— WHAT THE EXERCISE ASKS —
Count the lines in the entries below that contain the string "jacket", matching case exactly. Reply with the number alone.

(Entries for pointing at labeled objects)
------

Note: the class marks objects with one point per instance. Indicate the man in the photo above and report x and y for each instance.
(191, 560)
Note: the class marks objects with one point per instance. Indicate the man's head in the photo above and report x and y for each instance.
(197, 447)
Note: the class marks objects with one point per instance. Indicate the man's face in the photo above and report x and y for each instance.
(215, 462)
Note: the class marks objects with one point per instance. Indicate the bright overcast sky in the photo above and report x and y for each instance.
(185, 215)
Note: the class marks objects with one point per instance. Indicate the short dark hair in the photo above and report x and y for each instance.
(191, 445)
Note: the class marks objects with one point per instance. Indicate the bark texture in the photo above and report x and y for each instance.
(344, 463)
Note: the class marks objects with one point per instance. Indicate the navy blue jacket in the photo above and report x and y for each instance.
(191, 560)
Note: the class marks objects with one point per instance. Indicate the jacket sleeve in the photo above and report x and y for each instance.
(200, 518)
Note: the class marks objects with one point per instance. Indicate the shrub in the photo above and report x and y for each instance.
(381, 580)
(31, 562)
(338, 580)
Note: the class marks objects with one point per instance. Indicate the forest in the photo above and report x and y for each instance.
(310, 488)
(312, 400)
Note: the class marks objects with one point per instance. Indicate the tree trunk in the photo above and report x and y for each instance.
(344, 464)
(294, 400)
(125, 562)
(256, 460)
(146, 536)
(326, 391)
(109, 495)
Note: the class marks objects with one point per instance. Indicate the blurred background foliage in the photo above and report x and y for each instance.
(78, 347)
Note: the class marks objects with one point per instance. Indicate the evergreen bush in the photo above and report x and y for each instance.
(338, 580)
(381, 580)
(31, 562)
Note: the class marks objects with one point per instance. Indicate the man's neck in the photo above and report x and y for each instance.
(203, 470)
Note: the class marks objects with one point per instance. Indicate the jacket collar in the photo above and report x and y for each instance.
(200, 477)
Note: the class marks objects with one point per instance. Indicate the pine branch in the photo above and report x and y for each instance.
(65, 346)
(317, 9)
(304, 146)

------

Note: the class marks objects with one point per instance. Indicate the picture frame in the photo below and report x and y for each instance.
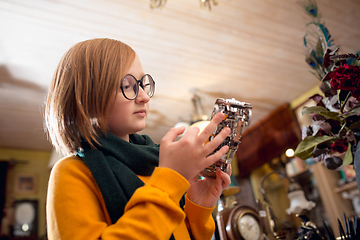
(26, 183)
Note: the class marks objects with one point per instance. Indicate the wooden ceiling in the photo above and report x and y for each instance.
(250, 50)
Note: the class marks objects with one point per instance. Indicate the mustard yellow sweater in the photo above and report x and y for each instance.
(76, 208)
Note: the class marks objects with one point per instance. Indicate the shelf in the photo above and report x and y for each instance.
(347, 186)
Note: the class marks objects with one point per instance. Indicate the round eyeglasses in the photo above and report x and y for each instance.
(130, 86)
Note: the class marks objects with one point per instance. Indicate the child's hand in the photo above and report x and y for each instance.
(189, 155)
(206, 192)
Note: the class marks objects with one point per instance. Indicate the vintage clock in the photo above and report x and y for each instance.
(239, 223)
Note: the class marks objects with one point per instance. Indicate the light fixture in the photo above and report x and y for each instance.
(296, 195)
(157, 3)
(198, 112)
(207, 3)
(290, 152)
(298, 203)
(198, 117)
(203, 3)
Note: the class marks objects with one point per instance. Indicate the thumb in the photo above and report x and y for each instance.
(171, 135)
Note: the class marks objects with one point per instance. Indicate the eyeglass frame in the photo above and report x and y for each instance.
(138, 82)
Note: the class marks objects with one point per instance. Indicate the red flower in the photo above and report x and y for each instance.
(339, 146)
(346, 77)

------

— PROBLEM SOLUTION —
3